▶ _Your objective_:
The response must consist of all the entries, duplicated without alteration.
────────
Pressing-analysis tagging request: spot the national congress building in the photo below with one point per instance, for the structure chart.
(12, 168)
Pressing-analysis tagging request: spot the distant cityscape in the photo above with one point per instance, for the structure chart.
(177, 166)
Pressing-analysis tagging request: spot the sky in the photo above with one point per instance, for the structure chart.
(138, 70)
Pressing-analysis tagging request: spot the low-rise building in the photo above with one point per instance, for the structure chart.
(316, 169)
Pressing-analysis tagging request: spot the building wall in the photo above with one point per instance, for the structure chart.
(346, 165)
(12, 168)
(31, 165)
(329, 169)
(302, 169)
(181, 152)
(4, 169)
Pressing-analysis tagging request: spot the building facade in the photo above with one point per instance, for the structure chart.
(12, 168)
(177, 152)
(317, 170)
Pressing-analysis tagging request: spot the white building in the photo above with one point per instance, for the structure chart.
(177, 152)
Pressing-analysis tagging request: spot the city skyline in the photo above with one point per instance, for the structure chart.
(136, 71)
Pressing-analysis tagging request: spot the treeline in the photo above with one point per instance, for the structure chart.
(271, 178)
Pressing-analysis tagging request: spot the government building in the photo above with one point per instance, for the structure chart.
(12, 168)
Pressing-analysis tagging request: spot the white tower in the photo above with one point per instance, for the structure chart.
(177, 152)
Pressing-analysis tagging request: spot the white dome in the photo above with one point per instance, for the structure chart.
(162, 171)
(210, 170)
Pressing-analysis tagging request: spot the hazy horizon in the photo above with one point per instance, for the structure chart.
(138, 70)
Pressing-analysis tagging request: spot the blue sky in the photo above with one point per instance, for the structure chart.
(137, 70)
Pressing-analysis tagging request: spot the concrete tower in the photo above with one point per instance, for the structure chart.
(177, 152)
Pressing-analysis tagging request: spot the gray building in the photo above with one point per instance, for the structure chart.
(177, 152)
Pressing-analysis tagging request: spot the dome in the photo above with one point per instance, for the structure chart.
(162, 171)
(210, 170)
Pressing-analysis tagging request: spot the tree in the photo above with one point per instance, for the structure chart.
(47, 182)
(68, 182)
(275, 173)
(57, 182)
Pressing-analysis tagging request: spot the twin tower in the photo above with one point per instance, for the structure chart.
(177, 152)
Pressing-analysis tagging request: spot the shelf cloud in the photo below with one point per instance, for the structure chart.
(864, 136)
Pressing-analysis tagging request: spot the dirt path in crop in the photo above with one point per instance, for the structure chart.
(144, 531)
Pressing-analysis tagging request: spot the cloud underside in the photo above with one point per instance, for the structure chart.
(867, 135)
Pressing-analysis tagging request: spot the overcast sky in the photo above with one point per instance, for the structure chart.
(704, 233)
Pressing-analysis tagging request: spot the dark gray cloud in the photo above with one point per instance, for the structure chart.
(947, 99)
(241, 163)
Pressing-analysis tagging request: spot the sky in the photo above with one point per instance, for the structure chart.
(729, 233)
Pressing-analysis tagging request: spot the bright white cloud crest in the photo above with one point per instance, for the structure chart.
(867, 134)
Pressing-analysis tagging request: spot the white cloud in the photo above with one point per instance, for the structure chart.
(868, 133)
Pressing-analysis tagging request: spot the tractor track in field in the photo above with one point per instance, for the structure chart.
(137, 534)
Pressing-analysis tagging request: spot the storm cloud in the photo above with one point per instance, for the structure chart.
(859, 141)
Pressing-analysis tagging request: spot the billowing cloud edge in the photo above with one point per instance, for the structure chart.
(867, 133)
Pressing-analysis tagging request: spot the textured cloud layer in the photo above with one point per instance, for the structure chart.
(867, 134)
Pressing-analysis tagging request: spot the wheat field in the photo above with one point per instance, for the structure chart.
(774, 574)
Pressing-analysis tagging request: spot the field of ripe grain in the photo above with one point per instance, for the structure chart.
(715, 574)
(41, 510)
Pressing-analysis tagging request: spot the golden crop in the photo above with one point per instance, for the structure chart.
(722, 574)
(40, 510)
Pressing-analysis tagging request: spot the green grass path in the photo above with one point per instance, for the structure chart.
────────
▶ _Solution for this problem_:
Pressing-analysis tagging request: spot the national congress building in the photo below with one point per instance, for the structure chart.
(12, 168)
Pressing-analysis tagging request: spot the distant cityscape in the photo above with one point per instance, for the structure chart.
(177, 166)
Pressing-analysis tagging request: spot the sky in the photo above with one point per instance, for the structure chart.
(138, 70)
Pressing-analysis tagging request: spot the low-rise building in the photo above with one point per instance, for the structure chart.
(316, 169)
Pressing-analysis tagging request: spot the building wall in the photo above with one point per instance, for the structure chart.
(346, 165)
(12, 168)
(31, 165)
(329, 169)
(302, 169)
(181, 152)
(4, 169)
Pressing-analysis tagging request: spot the building facade in the photo above with one point per instance, for the structure chart.
(12, 168)
(177, 152)
(317, 170)
Pressing-analysis tagging request: spot the white building in the photo above with one point per instance, for the structure chart.
(177, 152)
Pressing-analysis tagging request: spot the city skyline in the photo above with one point per instance, for the structure chart.
(136, 71)
Pressing-analysis tagging request: spot the treeline in the photo above with one point per instance, for the structure chart.
(271, 178)
Pressing-analysis tagging request: spot the government building in the photo above with one point per instance, for the structure chart.
(12, 168)
Pressing-analysis tagging request: spot the white tower in the photo above with one point per instance, for the structure chart.
(177, 152)
Pressing-analysis tagging request: spot the white dome in the photo above with one point per instance, for the structure chart.
(162, 171)
(210, 170)
Pressing-analysis tagging request: spot the hazy horizon in the photo above with one point per instance, for the structure chart.
(138, 70)
Pressing-analysis tagging request: spot the blue sky in the photo above with one point per instance, for the structure chart.
(137, 70)
Pressing-analysis tagging request: spot the concrete tower in the photo above with one point per instance, for the structure chart.
(177, 152)
Pressing-analysis tagging request: spot the gray building in the photo above with one point per instance, for the structure chart.
(177, 152)
Pressing-analysis tagging request: spot the dome in the photo above with one point per instance, for the structure chart.
(162, 171)
(210, 170)
Pressing-analysis tagging request: spot the tree in the photo above with one point per instance, for the structure chart.
(47, 182)
(68, 182)
(275, 173)
(57, 182)
Pressing-analysis tagging request: spot the twin tower in the photo above with one point per instance, for the structure chart.
(177, 152)
Pressing-analysis tagging request: spot the shelf cloud in the photo below with one point per instance, for the structure chart.
(864, 136)
Pressing-analysis tagging request: spot the dirt path in crop in the photo above with one point per instance, for the structure chart.
(144, 531)
Pressing-analysis tagging request: spot the cloud underside in the photo above with one point per instance, for the structure chart.
(867, 135)
Pressing-analysis tagging request: spot the overcast sky in the photo above with one point per instance, for the structure chart.
(704, 233)
Pressing-analysis tagging request: spot the dark gray cloud in the photo above with one point per instance, for the structure chart.
(947, 99)
(241, 163)
Pressing-analysis tagging request: spot the sky in the photo above with one point per instance, for the structure chart.
(729, 233)
Pressing-analysis tagging request: spot the bright white cloud crest in the photo above with one point per instance, for the structure chart.
(867, 134)
Pressing-analysis tagging request: spot the white cloud in the photo above with one point per instance, for the structure chart.
(868, 133)
Pressing-analysis tagging request: spot the tractor track in field in the photo above with one point per instance, for the structure chart.
(137, 534)
Pressing-analysis tagging request: spot the storm cloud in the photo above with one point per instance, for the structure chart.
(859, 141)
Pressing-analysis tagging request: spot the billowing cloud edge in the photo above with one point per instance, for the structure chart.
(867, 133)
Pressing-analysis tagging request: spot the textured cloud layer in the photo above with one point per instance, for the structure chart.
(867, 134)
Pressing-analysis tagging request: spot the wheat field in the photo above with one point per instance, for the structure chart.
(774, 574)
Pressing-analysis tagging request: spot the field of ripe grain in the photo above with one point per instance, for the structure chart.
(715, 574)
(41, 510)
Pressing-analysis tagging request: spot the golden crop in the photo above with one point per instance, for the structure chart.
(722, 574)
(40, 510)
Pressing-analysis tagging request: spot the green grass path in the photo above with one point per instance, for the structure chart.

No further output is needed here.